● Document segment:
— Begin —
Consider a smoothly polished hill with a perfectly round ball placed exactly at the summit of the hill. This is an unstable equilibrium: an equilibrium since it is balanced, but unstable since the balance will be lost after even the slightest perturbation. A ball in a basin is in stable equilibrium: after perturbations it will return to its original state. Humans usually like stable equilibria, though there are examples of human-designed unstable equilibria like the iconic long stare that is the first part of a wild-west gun dual.

Consider our ball and hill in a fictitious world with no perturbations. Let’s say the ball is initially off from the summit of the hill, but so close to the summit we cannot measure how off it is. Since it isn’t at the peak it will eventually roll down the hill, and once it does we can determine where it must have been initially. The behavior of the system tells us something bout the initial state that we couldn’t measure initially. As it continues to roll we can tell what direction it is going with ever increasing precision.

Chaos is the mathematical term for systems that exhibit this kind of detail-magnifying behavior not only for a single initial condition but continually throughout their life.

One of the more intuitive examples of chaos is balls bouncing on a floor that oscillating up and down. When a ball hits an upward-moving floor it will bounce higher than when it hits a downward moving floor. Two almost-identical balls will hit at slightly different times, meaning they’ll receive slightly different bounces, meaning next time they’ll hit a bit more off from one another, and so on. This is displayed in the following animation; the three balls start at heights differing by less than a tenth of a pixel.

Click the graphic multiple times to speed up the simulation.

One of the interesting elements of chaotic systems is that they let you measure things you can’t initially measure. The vibrating table could eventually distinguish between balls that are arbitrarily close to being identical. In addition, it doesn’t matter when the difference is inserted into the system.

Probably the most-talked-about chaotic system is the weather. The chaos of weather is the origin of the phrase “‍butterfly effect‍”: even a single flap of a butterfly’s wings will eventually change the behavior of the weather as a whole. Of course, there are millions of butterflies out there adding oodles of uncertainty to all our models; but even if we had two all-but-identical planets differing only in the actions of one butterfly, after a sufficient time there would be no correlation between the two planet’s weather. It’s chaotic.

Chaos is often misunderstood. It isn’t random (though it can magnify the impact of small-scale randomness). It also isn’t a magic switch; even the most clever butterfly couldn’t give us perfect weather every year. The large-scale behavior of a chaotic system is beyond any small-scale control. You can tweak which bumps are big and which are small, but you can’t magically change the character of the system. A wise butterfly might be able to create one mild winter, but it would be surrounded by apparently-uncontrolled weather on either side.

The existence of chaotic systems makes the world much more complicated than it would otherwise be. Without chaos, it is quite easy to say that some approximation is “‍good enough.‍” With it, though, that which is infinitesimally small today may completely change tomorrow.

When the balls at the peak of the hill I can never tell you it’s position accurately enough, nor is any stir of air close enough to still. In chaotic systems, the ball is always on the peak of the hill.
— End —
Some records
— Begin —
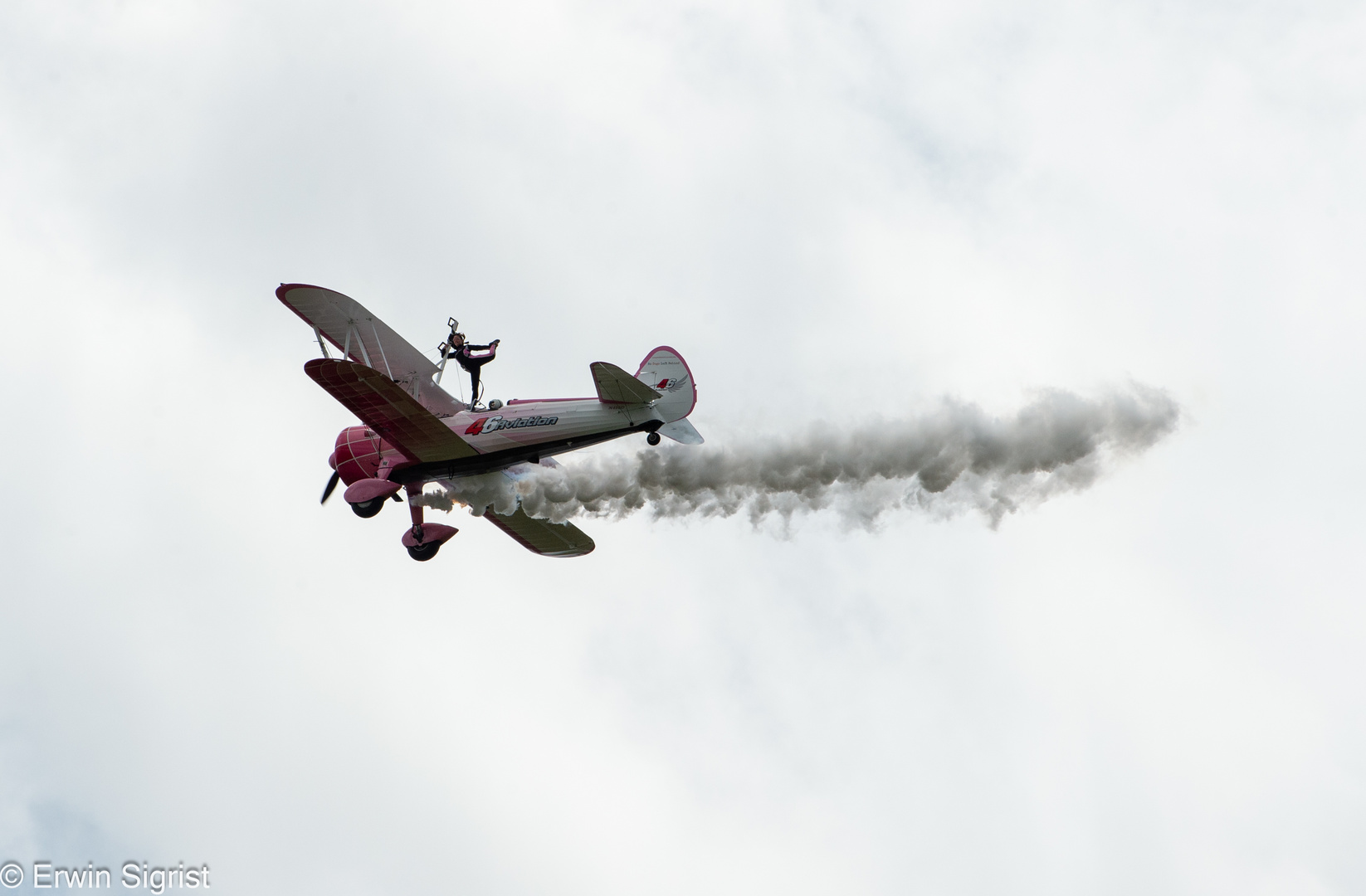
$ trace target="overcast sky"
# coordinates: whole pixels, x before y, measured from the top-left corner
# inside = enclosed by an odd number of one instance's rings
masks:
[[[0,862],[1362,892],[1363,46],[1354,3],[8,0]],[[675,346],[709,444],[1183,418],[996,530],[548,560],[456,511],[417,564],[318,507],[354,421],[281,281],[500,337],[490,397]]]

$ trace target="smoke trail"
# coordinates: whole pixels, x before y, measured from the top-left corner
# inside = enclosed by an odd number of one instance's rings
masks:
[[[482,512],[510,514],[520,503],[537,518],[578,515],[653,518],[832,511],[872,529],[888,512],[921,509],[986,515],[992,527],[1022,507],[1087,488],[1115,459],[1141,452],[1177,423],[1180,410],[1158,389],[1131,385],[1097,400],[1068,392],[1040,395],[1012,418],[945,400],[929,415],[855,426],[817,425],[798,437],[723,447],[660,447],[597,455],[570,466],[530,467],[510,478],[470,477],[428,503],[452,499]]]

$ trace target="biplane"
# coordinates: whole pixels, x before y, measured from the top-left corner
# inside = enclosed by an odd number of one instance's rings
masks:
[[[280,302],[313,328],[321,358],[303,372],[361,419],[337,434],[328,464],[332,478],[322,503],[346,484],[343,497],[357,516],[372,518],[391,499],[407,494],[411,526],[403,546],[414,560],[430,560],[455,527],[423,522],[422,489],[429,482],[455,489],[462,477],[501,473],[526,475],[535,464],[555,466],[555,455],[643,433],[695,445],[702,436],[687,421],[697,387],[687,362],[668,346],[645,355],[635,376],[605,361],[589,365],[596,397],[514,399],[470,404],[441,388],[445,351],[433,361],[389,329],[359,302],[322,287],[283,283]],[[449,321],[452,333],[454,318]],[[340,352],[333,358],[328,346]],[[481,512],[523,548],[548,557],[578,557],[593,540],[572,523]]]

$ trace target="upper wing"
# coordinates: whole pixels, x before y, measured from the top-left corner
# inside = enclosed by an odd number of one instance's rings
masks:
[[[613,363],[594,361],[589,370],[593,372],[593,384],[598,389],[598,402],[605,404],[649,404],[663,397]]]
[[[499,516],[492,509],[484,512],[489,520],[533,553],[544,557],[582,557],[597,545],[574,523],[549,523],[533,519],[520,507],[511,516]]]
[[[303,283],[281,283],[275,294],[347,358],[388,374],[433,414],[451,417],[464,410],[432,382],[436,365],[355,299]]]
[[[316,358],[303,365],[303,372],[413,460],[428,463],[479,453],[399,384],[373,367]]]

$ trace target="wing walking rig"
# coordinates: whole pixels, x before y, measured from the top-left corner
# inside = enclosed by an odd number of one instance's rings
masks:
— End —
From the passage on chaos above, return everything from "One of the interesting" down to "weather. It’s chaotic.", word for word.

One of the interesting elements of chaotic systems is that they let you measure things you can’t initially measure. The vibrating table could eventually distinguish between balls that are arbitrarily close to being identical. In addition, it doesn’t matter when the difference is inserted into the system.

Probably the most-talked-about chaotic system is the weather. The chaos of weather is the origin of the phrase “‍butterfly effect‍”: even a single flap of a butterfly’s wings will eventually change the behavior of the weather as a whole. Of course, there are millions of butterflies out there adding oodles of uncertainty to all our models; but even if we had two all-but-identical planets differing only in the actions of one butterfly, after a sufficient time there would be no correlation between the two planet’s weather. It’s chaotic.